## Task requirements:
• 1. Answer these about the forum thread on Darfur, one line each:
(a) Which country does akiboy say backs the Sudanese "regime"?
(b) According to onedomino, where does akiboy live?
(c) What does Gunny say the villagers live in?
• 2. Carry on the forum thread about Darfur from the point where it stops.

## Excerpt:
◇ ◇ ◇ ◇ ◇

A quick refresher course on the history of current events in Sudan's Darfur region.


----------



## Gunny

Hell, I finally found an issue I agree with Obama on.  Will wonders never cease?


----------



## akiboy

And we have countries like China backing the Sudanese "regime" for their own bullshit agenda. Yeah , China does have a history of backing sore losers(read N.K , Pakistan , Iran and a group of anti-US third world countries.)


----------



## Gunny

akiboy said:


> And we have countries like China backing the Sudanese "regime" for their own bullshit agenda. Yeah , China does have a history of backing sore losers(read N.K , Pakistan , Iran and a group of anti-US third world countries.)



Looks like they picked a sure bet this time.  A government with a modernized military slaughtering what villagers who live in huts and shacks.


----------



## Gurdari

akiboy said:


> And we have countries like China backing the Sudanese "regime" for their own bullshit agenda. Yeah , China does have a history of backing sore losers(read N.K , Pakistan , Iran and a group of anti-US third world countries.)



You sound like you would be bothered by the US backing of other groups?
Why do you think there are 'anti-US' nations in the third world? Do they hate freedom?


----------



## onedomino

Gurdari said:


> You sound like you would be bothered by the US backing of other groups?
> Why do you think there are 'anti-US' nations in the third world? Do they hate freedom?


What are you talking about? Akiboy is an Indian living in Dubai and he is referring to China backing anti US regimes. And yes, the regimes in NK and Iran "hate freedom." If there was freedom in NK and Iran, where do you suppose Dear Leader and the Mullahs would be?

◇ ◇ ◇ ◇ ◇

## Data entries:
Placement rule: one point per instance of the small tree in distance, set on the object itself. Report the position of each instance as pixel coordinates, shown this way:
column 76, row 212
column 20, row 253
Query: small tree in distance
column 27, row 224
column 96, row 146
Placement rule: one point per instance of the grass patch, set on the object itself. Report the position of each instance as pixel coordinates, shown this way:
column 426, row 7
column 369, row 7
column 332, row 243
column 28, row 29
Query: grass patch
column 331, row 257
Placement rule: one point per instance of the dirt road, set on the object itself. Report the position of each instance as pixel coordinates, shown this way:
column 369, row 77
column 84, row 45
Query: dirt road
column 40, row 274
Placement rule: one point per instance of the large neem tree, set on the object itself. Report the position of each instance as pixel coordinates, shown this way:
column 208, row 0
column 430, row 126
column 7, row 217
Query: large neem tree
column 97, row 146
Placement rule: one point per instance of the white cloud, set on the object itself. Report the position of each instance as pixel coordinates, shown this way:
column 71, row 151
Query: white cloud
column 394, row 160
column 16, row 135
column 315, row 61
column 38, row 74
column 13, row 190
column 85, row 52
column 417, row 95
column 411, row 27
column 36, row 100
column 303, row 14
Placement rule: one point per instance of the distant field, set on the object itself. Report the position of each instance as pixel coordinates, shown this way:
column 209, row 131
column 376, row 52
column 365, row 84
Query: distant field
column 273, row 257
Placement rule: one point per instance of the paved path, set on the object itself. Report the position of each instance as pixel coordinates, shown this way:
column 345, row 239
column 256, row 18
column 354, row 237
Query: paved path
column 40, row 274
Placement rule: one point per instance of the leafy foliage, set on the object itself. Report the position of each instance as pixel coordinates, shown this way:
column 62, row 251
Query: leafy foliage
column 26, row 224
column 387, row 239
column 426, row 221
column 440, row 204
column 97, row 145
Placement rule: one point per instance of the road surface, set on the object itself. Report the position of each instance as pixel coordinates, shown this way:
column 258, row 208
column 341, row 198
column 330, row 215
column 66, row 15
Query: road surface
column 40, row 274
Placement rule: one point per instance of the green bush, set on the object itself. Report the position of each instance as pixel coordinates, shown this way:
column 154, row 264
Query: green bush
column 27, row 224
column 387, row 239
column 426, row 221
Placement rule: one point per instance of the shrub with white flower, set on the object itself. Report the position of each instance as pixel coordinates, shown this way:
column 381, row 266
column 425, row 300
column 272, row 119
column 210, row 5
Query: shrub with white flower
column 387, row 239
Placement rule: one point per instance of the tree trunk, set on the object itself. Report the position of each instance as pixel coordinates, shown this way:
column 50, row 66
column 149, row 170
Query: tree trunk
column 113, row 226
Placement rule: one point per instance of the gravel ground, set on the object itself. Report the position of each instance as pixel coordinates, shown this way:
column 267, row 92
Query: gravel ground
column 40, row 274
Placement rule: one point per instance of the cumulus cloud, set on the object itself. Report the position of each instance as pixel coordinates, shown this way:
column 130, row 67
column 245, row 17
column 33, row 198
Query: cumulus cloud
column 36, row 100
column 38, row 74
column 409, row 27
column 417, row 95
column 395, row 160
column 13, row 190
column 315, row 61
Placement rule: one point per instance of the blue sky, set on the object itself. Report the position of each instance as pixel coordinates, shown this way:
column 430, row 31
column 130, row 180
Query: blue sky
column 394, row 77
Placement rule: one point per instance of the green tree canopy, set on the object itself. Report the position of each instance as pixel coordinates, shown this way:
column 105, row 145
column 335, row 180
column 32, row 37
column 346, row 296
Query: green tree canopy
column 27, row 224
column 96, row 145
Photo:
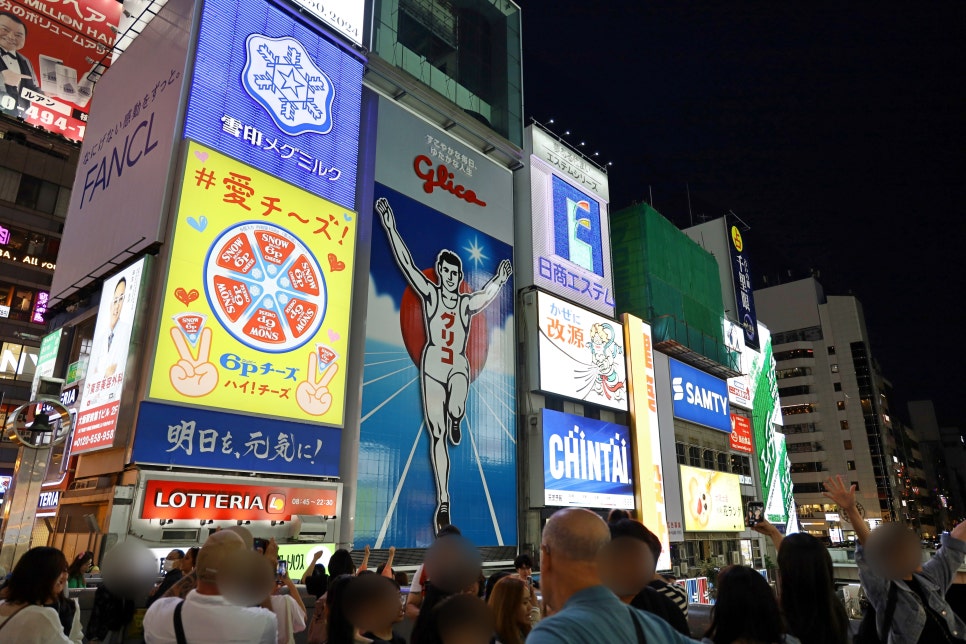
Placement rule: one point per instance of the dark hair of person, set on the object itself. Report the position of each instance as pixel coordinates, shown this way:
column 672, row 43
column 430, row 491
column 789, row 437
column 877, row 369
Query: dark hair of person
column 33, row 578
column 367, row 591
column 616, row 515
column 449, row 530
column 745, row 609
column 80, row 564
column 17, row 20
column 341, row 563
column 491, row 584
column 505, row 603
column 631, row 529
column 454, row 612
column 523, row 561
column 317, row 583
column 812, row 609
column 339, row 628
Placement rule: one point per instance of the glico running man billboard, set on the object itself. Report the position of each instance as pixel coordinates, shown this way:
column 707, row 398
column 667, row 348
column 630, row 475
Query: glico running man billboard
column 438, row 435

◇ ◇ ◇ ◇ ◇

## The replies:
• 1.
(a) China
(b) Dubai
(c) Huts and shacks

• 2.
----------



## iegeee

To be honest, I dont think a diplomatic solution will solve anything in Sudan. The Sudanese President and his followers share a passion to achieve their goal. They only want to preserve and prosper Arab people only. I think an actual military solution taking over the leadership is what is needed. I know that US and UN are already in other war fronts but that doesn't change the solution of the problem. I think more horrors are happening in Africa than in Afghanistan or Iraq. According to the leadership in those countries, they just want westerners out of their land. They are actually fighting against us as Americans and not us as defenders of the Iraqi people. 
In Africa, they want to remove the black African people of Sudan. They literally want to annihilate all. It not like people can change their mind. Sudanese leadership have a common goal and will not stop unless stopped. I think this is one of the few occasions in world history that a military force needs to be activated to stop what is going on. There is no other option but war. These people are murderers and have no sympathy for the families they are breaking and the lives they are ruining. 
I know Bush has tried to handle it but hes trying to avoid primary AMERICAN involvement. I understand it, its not like he doenst care. The position the US is in we dont need another war front. Especially if it might be guerrilla warefare once again. What I do know is that it has to be a UN effort. As human beings with power to end such a thing must execute to preserve life. We may all be different, speak different but we all want the same things, and thats peaceful life.


----------



## Gunny

iegeee said:


> To be honest, I dont think a diplomatic solution will solve anything in Sudan. The Sudanese President and his followers share a passion to achieve their goal. They only want to preserve and prosper Arab people only. I think an actual military solution taking over the leadership is what is needed. I know that US and UN are already in other war fronts but that doesn't change the solution of the problem. I think more horrors are happening in Africa than in Afghanistan or Iraq. According to the leadership in those countries, they just want westerners out of their land. They are actually fighting against us as Americans and not us as defenders of the Iraqi people.
> In Africa, they want to remove the black African people of Sudan. They literally want to annihilate all. It not like people can change their mind. Sudanese leadership have a common goal and will not stop unless stopped. I think this is one of the few occasions in world history that a military force needs to be activated to stop what is going on. There is no other option but war. These people are murderers and have no sympathy for the families they are breaking and the lives they are ruining.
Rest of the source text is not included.